**Tasks**
1: What is the Spanish translation of this sentence from the VoIP vulnerability article: "Sipera revealed a technique that allowed researchers to take remote control of a PC running VoIP and the Session Initiation Protocol (SIP)."?
2: Could you resume the VoIP vulnerability article from the point where it stops?
──────── Document excerpt ────────
VoIP phone systems, relying on so-called soft phone software, may have thousands of potential vulnerabilities, researchers at Sipera Systems said at the annual Black Hat conference this week in Las Vegas.
Sipera revealed a technique that allowed researchers to take remote control of a PC running VoIP and the Session Initiation Protocol (SIP).
SIP is an application-layer control protocol used to create, modify and terminate sessions in IP PBX s, VoIP and other technologies.
The company's VIPER Lab research unit was able to take command of a PC running a soft phone VoIP application and cross boundaries into the data stored on the system. It did so by injecting a buffer overflow with an executable during an SIP-initiated call, according to Eric Winsborrow, Sipera's chief marketing officer.
The researchers took advantage of flaws in VoIP and SIP, he said. SIP and soft clients, including software shipped with Microsoft's Office Communication Server (OCS), use TCP ports 5060 and 5061, which are always open, unlike HTTP, which opens and closes port 80 as necessary.
──────── Record set ────────
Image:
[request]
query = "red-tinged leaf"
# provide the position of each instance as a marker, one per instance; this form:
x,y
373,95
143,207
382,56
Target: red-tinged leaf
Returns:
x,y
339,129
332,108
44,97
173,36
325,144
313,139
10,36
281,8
────────
**Written answers**
1: Sipera reveló una técnica que permitió a los investigadores tomar el control remoto de un PC que ejecutaba VoIP y el Protocolo de Inicio de Sesión (SIP).

2:
The always-on state creates the potential for data theft from a laptop running a soft phone, Krishna Kurapati, Sipera's founder and CTO, told SCMagazine.com. Notably, the vulnerabilities - Sipera said it has uncovered more than 20,000 potential issues within VoIP – aren’t detected or stopped by traditional anti-virus products, he added.
The flaw has ramifications as enterprises move beyond what Sipera called VoIP 1.0 – VoIP running on a company's internal wide-area networking (WAN) infrastructure – and onto the internet. That environment, which Sipera called VoIP 2.0, will allow remote employees to access the corporate network from PC-based soft phones.
In VoIP 2.0 systems, a PC with a soft phone taken over remotely via a vulnerability such as a buffer overflow could be used to open files or gain access to the data resources within an enterprise, Winsborrow said. This should be a "huge scare" for chief security officers, he added.